• Task goal: Lines below that include "teeth" are the answer; copy each one.

• Working data:
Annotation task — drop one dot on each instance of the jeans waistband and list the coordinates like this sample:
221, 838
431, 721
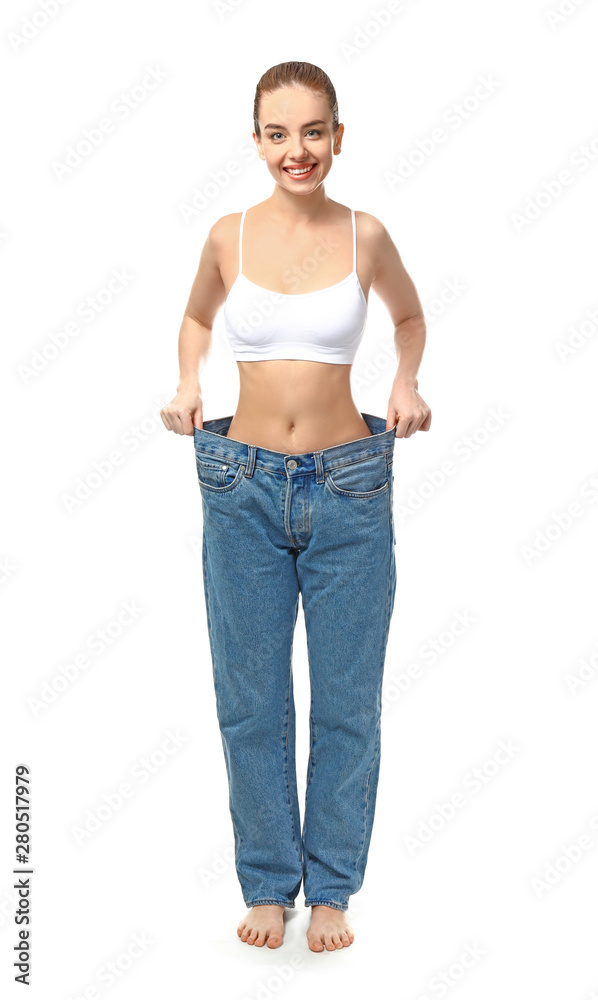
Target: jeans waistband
211, 439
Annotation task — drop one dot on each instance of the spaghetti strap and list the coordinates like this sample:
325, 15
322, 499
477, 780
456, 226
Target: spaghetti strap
241, 242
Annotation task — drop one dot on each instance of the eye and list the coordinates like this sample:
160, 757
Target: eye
274, 134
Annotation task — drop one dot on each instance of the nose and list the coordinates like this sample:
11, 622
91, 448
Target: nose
297, 149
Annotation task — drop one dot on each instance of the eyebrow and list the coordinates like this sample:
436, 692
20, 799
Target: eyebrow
318, 121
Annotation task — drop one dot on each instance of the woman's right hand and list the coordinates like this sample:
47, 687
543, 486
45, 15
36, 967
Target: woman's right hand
185, 411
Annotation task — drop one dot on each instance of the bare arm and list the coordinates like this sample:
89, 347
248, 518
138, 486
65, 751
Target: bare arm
393, 285
185, 411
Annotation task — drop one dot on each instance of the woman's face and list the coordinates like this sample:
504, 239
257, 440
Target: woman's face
296, 127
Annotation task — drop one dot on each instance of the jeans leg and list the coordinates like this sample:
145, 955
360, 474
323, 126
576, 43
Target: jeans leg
252, 594
347, 577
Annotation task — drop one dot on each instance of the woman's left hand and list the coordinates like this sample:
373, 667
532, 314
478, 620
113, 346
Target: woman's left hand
408, 410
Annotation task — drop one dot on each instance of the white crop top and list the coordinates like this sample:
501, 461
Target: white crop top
325, 325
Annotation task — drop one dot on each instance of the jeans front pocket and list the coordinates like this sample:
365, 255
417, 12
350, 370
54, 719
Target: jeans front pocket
217, 475
368, 477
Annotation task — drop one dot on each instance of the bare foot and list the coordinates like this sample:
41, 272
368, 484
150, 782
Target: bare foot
328, 928
263, 925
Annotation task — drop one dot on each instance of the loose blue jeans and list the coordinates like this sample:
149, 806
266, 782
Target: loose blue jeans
319, 524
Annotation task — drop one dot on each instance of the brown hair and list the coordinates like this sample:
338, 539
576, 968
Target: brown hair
298, 75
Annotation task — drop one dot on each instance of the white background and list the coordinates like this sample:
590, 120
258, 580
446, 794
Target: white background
469, 543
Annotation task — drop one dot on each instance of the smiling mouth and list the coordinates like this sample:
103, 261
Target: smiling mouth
300, 171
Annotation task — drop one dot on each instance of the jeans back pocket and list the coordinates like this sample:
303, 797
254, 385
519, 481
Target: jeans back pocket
217, 474
367, 477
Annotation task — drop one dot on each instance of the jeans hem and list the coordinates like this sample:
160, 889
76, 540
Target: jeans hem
327, 902
269, 902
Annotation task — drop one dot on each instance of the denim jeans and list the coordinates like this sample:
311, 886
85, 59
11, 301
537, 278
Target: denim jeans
319, 524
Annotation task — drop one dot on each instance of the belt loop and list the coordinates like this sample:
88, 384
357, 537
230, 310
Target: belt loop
319, 466
251, 450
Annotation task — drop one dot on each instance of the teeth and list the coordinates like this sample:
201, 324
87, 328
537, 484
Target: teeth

• Answer space:
Annotation task — drop one dot on each instance of the teeth and list the coordinates like this sample:
Target: teeth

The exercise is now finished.